>> BEGIN DATASET CONTENT

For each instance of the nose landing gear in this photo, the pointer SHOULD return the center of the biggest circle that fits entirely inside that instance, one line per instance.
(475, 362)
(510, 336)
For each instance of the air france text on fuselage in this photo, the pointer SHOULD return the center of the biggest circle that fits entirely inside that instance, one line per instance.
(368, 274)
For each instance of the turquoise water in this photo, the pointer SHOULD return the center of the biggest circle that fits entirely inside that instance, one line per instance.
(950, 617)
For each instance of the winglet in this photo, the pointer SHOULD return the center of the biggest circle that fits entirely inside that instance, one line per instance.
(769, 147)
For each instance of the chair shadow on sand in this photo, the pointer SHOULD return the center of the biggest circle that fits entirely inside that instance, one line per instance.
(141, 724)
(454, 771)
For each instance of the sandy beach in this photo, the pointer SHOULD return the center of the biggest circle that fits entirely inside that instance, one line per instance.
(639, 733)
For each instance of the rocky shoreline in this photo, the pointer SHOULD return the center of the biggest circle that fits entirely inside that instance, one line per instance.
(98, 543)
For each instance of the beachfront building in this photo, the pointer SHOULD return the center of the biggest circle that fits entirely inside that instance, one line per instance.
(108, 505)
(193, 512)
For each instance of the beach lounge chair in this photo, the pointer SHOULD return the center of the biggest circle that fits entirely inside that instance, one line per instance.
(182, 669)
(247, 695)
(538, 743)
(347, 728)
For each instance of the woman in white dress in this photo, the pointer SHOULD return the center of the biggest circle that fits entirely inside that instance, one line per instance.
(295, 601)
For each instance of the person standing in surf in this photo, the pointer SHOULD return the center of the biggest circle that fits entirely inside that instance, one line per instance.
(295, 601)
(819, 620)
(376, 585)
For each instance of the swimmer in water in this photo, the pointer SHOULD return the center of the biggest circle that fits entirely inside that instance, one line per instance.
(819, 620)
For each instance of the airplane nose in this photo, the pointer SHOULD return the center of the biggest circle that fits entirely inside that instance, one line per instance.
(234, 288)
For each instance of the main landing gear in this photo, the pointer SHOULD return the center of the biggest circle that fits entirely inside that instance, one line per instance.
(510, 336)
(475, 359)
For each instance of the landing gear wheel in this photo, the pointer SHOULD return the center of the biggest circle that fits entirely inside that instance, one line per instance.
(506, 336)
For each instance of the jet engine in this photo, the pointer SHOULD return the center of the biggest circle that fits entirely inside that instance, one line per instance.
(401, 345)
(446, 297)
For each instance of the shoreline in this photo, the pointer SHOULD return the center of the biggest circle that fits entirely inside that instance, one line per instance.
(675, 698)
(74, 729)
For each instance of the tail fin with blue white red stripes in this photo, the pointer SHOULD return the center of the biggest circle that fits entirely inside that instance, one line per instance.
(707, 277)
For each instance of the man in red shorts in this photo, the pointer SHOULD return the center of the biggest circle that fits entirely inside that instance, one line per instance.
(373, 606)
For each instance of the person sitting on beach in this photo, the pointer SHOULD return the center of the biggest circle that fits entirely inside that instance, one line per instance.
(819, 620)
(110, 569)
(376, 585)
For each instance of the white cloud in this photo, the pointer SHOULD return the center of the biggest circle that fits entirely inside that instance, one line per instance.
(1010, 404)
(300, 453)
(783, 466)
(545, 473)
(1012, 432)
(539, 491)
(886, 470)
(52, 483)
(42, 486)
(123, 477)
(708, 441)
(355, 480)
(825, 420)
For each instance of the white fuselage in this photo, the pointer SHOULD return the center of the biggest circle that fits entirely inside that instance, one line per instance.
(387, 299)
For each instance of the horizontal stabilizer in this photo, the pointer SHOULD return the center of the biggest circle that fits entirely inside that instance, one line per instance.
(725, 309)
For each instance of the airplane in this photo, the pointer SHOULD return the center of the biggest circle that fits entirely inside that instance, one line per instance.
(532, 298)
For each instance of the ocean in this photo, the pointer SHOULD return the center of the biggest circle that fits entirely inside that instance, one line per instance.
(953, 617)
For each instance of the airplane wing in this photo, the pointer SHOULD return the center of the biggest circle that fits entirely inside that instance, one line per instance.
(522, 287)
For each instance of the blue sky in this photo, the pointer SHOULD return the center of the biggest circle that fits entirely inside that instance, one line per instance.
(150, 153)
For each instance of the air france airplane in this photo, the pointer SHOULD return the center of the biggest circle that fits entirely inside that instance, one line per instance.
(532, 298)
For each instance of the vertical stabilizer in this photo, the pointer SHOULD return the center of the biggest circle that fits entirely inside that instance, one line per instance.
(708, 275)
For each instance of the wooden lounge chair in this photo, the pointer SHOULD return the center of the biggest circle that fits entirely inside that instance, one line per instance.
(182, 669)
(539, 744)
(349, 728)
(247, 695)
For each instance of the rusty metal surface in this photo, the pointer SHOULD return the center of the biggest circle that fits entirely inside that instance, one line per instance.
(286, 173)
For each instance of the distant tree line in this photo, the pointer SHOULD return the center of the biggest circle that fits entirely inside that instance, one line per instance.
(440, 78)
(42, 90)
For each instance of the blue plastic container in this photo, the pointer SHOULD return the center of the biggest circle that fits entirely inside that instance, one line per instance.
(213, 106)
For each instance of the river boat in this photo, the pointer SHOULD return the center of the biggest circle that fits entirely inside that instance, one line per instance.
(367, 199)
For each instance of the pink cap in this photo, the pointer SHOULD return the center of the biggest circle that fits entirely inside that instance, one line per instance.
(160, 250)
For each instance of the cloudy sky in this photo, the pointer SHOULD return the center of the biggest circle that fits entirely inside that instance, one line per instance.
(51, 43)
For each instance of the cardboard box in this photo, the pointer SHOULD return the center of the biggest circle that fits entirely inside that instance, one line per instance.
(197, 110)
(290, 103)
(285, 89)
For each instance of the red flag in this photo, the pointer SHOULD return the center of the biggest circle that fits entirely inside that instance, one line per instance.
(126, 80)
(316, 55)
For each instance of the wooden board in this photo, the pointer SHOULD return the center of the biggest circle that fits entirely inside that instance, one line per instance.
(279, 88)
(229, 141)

>> END DATASET CONTENT

Copy the records above from the line containing "For each instance of the cloudy" through the end of the records, keeping every line, requests included. Shift each coordinate in the answers up by 148.

FULL SOLUTION:
For each instance of the cloudy sky in this photo, the pointer SHOULD return the center of the biggest circle that fits entirely inside that instance, one line per instance.
(199, 191)
For each instance of the cardboard box in this photo, the pointer SHOULD return the center of the biggest circle that fits entirely inside that instance, one line per instance.
(345, 258)
(438, 251)
(433, 237)
For each instance of the red flag in this photo, the pointer SHOULD return the center of the biggest circle that fits entirely inside that instance, one line per instance.
(274, 228)
(464, 203)
For each instance of the wooden board in this photo, the pointer SHOULD return the center of the biggest circle that fits entirely inside that instance, one line per instance.
(427, 236)
(377, 289)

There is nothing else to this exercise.